## Record set:
=-=-=
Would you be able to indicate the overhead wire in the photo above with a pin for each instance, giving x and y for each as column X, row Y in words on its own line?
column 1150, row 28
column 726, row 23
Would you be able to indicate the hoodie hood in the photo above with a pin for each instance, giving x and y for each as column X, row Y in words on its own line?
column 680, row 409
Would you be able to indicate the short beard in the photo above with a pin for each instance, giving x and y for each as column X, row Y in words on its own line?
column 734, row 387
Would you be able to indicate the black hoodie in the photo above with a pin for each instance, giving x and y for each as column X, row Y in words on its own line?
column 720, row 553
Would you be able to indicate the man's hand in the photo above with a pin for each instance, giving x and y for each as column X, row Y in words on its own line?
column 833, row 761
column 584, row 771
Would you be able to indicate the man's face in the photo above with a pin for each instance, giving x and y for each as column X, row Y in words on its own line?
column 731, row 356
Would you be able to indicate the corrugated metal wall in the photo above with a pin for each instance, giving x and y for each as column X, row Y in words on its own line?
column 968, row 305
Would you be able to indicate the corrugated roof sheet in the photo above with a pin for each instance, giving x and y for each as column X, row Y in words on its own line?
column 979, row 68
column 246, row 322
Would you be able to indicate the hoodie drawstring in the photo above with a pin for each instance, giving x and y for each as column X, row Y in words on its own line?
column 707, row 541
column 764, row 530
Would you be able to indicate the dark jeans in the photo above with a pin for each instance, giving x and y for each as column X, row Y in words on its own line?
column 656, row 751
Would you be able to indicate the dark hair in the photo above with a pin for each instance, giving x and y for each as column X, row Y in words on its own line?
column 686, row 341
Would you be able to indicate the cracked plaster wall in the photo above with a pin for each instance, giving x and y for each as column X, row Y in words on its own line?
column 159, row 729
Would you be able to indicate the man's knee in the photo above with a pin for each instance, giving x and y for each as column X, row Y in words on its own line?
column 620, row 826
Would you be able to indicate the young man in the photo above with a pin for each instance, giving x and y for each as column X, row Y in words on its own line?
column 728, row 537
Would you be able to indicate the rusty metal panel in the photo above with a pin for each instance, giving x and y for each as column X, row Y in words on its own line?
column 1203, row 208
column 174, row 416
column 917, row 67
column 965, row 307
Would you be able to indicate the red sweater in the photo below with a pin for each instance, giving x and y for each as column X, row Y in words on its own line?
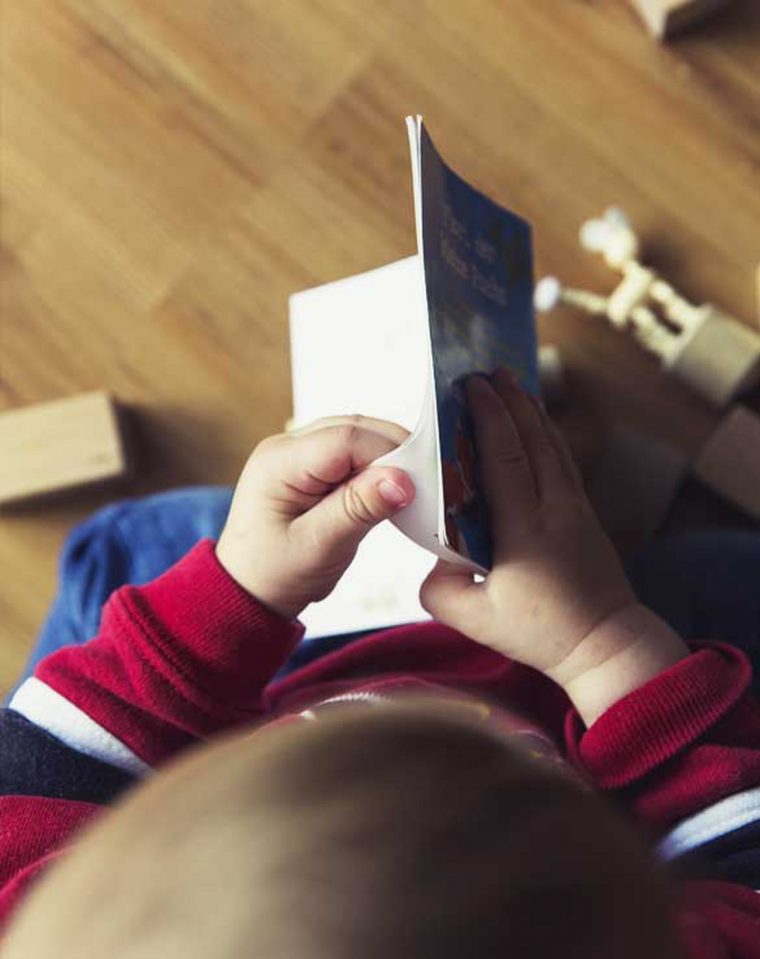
column 191, row 655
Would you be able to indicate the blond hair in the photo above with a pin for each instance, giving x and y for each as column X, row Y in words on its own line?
column 370, row 834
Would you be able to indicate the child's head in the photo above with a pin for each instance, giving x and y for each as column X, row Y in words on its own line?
column 372, row 833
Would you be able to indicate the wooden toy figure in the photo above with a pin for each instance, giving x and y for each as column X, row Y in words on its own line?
column 712, row 352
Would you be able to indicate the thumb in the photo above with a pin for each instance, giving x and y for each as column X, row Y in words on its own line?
column 452, row 597
column 342, row 519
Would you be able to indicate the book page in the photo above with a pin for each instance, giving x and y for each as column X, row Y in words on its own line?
column 479, row 283
column 356, row 346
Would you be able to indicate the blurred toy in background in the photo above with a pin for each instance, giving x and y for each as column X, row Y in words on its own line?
column 667, row 17
column 714, row 354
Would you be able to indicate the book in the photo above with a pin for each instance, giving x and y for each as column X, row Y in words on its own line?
column 399, row 343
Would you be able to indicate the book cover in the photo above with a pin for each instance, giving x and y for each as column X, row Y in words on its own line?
column 462, row 305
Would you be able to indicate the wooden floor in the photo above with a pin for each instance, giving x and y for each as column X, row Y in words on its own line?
column 172, row 171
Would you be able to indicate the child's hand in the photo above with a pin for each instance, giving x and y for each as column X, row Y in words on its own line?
column 557, row 598
column 303, row 504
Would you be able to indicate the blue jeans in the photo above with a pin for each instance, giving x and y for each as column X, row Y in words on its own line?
column 706, row 585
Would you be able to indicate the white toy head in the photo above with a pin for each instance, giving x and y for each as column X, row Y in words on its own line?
column 612, row 236
column 548, row 294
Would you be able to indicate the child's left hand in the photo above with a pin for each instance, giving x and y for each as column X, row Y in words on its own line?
column 304, row 502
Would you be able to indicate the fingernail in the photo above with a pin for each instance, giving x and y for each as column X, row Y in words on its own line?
column 392, row 493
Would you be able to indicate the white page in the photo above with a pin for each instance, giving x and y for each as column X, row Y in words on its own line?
column 357, row 347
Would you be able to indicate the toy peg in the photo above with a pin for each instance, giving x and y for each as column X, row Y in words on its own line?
column 711, row 352
column 60, row 445
column 667, row 17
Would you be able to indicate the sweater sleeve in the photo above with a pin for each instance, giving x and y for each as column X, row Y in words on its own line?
column 682, row 753
column 177, row 660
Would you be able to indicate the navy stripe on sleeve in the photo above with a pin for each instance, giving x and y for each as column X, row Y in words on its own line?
column 34, row 763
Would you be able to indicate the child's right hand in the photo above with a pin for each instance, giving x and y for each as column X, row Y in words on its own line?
column 556, row 598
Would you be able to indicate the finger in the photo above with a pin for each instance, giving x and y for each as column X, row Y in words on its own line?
column 531, row 424
column 392, row 431
column 313, row 463
column 505, row 471
column 338, row 523
column 452, row 597
column 569, row 466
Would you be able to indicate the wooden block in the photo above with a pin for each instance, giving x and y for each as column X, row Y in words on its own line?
column 60, row 445
column 721, row 360
column 633, row 485
column 730, row 460
column 666, row 17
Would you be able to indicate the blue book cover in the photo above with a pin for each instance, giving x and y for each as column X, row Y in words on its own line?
column 479, row 285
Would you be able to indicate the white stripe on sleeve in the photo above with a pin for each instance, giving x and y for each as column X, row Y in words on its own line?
column 718, row 820
column 43, row 706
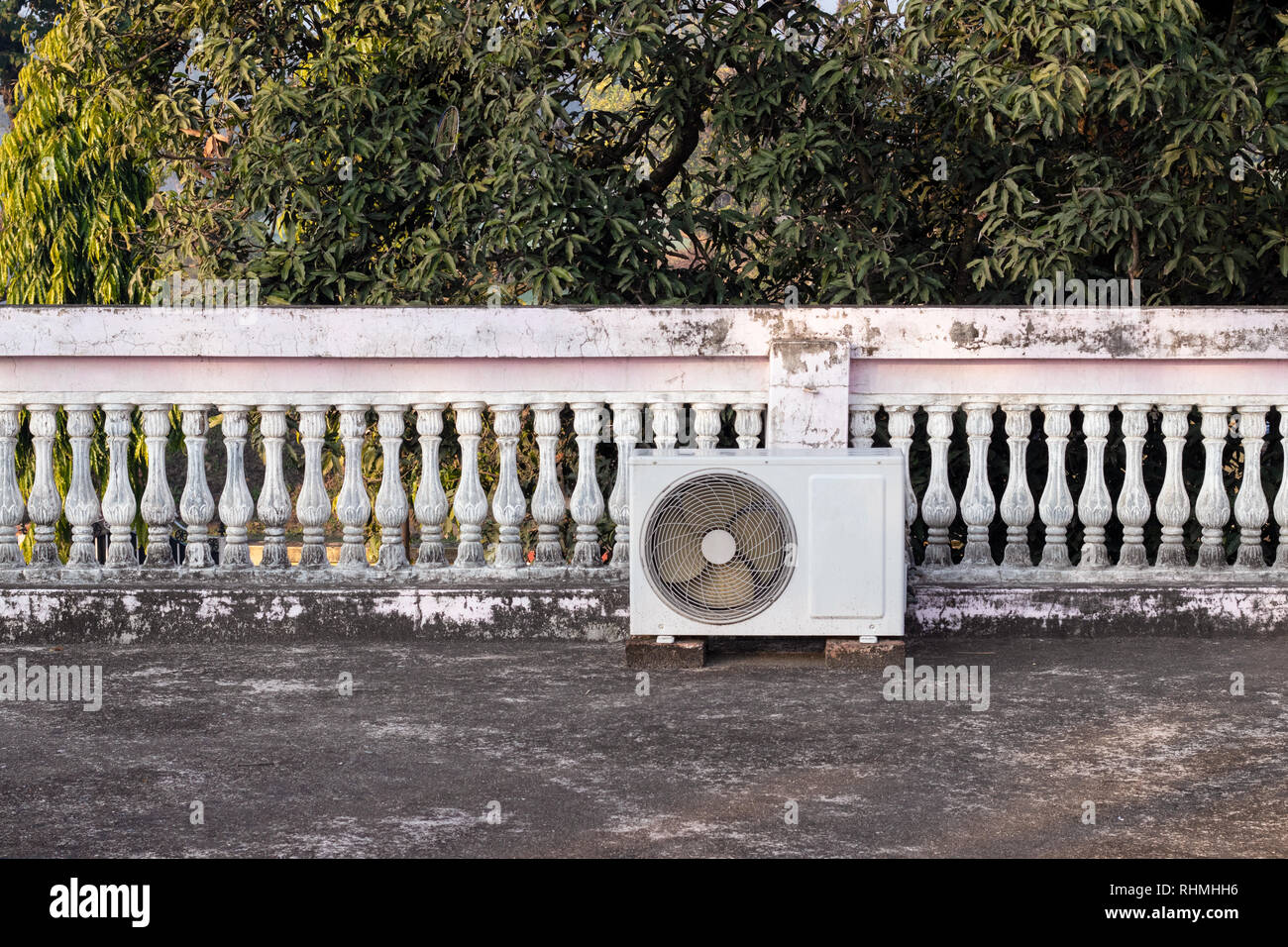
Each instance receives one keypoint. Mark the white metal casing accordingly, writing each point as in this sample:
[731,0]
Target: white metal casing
[846,508]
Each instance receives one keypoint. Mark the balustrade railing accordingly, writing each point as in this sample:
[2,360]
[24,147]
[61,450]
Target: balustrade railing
[437,444]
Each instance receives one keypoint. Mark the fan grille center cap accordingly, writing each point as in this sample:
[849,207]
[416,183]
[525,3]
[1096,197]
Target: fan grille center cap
[719,547]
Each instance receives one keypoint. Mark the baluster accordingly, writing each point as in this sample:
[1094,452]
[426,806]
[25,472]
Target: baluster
[313,504]
[390,499]
[1018,504]
[469,505]
[196,502]
[352,504]
[902,425]
[1133,500]
[1249,504]
[1173,504]
[548,500]
[1055,508]
[236,505]
[748,424]
[430,497]
[1095,505]
[11,497]
[81,505]
[1214,506]
[978,505]
[706,425]
[938,505]
[665,421]
[119,502]
[627,428]
[509,506]
[158,505]
[44,502]
[273,506]
[588,501]
[863,424]
[1280,497]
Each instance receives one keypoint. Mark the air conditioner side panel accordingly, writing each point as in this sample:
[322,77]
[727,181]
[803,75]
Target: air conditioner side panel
[846,547]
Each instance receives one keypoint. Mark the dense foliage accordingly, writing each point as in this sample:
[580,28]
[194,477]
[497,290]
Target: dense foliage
[417,151]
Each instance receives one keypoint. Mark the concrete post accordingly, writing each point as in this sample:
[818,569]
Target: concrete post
[809,393]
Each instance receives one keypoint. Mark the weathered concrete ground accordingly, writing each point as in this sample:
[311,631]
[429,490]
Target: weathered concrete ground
[584,766]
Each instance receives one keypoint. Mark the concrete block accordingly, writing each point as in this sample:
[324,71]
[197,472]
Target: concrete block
[644,654]
[851,654]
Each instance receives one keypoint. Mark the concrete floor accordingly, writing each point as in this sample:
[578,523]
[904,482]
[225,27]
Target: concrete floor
[702,766]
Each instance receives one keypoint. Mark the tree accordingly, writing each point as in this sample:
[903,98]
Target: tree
[72,192]
[406,151]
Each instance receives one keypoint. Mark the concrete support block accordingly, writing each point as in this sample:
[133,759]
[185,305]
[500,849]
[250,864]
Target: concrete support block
[809,393]
[851,654]
[645,654]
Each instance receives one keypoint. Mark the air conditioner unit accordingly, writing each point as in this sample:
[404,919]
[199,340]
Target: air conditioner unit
[768,543]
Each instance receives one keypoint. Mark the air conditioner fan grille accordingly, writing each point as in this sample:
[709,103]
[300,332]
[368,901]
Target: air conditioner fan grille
[719,547]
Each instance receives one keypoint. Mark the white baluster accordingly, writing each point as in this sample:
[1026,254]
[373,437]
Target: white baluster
[665,421]
[81,505]
[44,501]
[1249,504]
[509,506]
[430,497]
[390,499]
[1212,506]
[236,505]
[313,504]
[706,425]
[158,505]
[548,500]
[747,421]
[588,501]
[1055,508]
[119,502]
[978,504]
[469,505]
[1095,505]
[863,424]
[11,497]
[627,428]
[1132,499]
[938,506]
[353,505]
[196,502]
[1018,504]
[273,506]
[902,425]
[1173,504]
[1280,497]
=-=-=
## What you are asked to do:
Reproduce verbatim the rows between the line holding "Would you be able to indicate the blond" and the line holding "column 372, row 833", inclusive.

## Solution for this problem:
Would you be able to indicate the blond hair in the photo above with a pin for each instance, giving x and y for each as column X, row Y in words on its own line?
column 370, row 834
Would you be able to indicate the child's head in the photo above with a pin for each instance, giving x and y for each as column X, row Y in words on its own line?
column 372, row 833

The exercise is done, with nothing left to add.